■ **Exercise materials**
-- -- --

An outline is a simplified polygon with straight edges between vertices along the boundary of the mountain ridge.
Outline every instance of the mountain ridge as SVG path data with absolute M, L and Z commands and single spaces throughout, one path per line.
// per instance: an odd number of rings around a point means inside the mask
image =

-- -- --

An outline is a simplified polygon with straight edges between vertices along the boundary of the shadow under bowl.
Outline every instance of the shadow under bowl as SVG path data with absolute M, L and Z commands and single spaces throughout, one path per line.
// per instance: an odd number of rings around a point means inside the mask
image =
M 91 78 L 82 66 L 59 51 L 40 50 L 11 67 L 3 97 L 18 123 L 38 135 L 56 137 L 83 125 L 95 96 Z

-- -- --

■ **Task objective**
Swap "bowl" for "plate" in the lines starting at the line containing "shadow under bowl." and ending at the line containing "Outline every instance of the shadow". Return only those lines, with everything else unchanged.

■ **Answer to the exercise**
An outline is a simplified polygon with straight edges between vertices along the boundary of the shadow under plate.
Outline every instance of the shadow under plate as SVG path data with absolute M, L and Z commands and single spaces throughout, one path per line.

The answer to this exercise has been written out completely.